__What you need to do__
- A) List each username that posts in the Mossberg Predator 6.5 CM thread, giving each name only once.
- B) Quote word for word the rows that come after the thread below, and leave out the picture.

# Mossberg Predator 6.5 CM



## fr3db3ar (Aug 6, 2011)

Anybody have some long range coyotes i can test it on? 









Sent from my SM-N975U using Tapatalk


----------



## knapper (Feb 5, 2010)

That is looking really good!!!


----------



## youngdon (Mar 10, 2010)

Yes.


----------



## glenway (Mar 27, 2011)

No, but I have more cardboard.


----------



## fr3db3ar (Aug 6, 2011)

This is probably the best ive gotten any rifle to shoot but I'm usually done when they are around 1 MOA. We'll see if I can duplicate it tomorrow.

Sent from my SM-N975U using Tapatalk


----------



## kiyote (Jun 15, 2014)

plenty of coyotes here and that grouping aughta git-r-dun!


----------



## pokeyjeeper (Sep 5, 2013)

Not bad Fred but what happened with the 2 shots I circled in blue lol just picking on you


----------



## fr3db3ar (Aug 6, 2011)

There were 6 poa on the cardboard. I was setting zero.

Sent from my SM-N975U using Tapatalk


----------



## glenway (Mar 27, 2011)

I knew that. You done good. Very good.


----------



## fr3db3ar (Aug 6, 2011)

Likely the best you'll ever see from me. 
Took these rounds and tested them in the AR. Itll do for now.









Sent from my SM-N975U using Tapatalk


----------



## glenway (Mar 27, 2011)

It'll be hard to come up with excuses now...


----------



## pokeyjeeper (Sep 5, 2013)

Looking good Fred 
I need to tweak both of the loads for my ar's someday when I get caught up on everything else list just never ends


----------



## youngdon (Mar 10, 2010)

pokeyjeeper said:


> Looking good Fred
> I need to tweak both of the loads for my ar's someday when I get caught up on everything else list just never ends


When the list ends so does life. Add some things to it.

Nice shooting Fr3d !


----------



## SWAMPBUCK10PT (Apr 5, 2010)

*THAT'S A killing stick for sure Fred---Nice shoot'en--------*


----------



## hassell (Feb 9, 2010)

Very nice shooting Fred.

__Data extract__

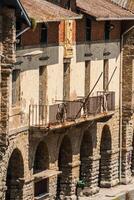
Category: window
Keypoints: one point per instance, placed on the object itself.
(107, 30)
(105, 74)
(43, 38)
(41, 188)
(88, 29)
(66, 82)
(15, 87)
(68, 4)
(87, 77)
(18, 30)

__Exercise results__
- A) fr3db3ar, knapper, youngdon, glenway, kiyote, pokeyjeeper, SWAMPBUCK10PT, hassell

- B)
Category: window
Keypoints: one point per instance, placed on the object itself.
(107, 30)
(105, 74)
(43, 38)
(41, 188)
(88, 29)
(66, 82)
(15, 87)
(68, 4)
(87, 77)
(18, 30)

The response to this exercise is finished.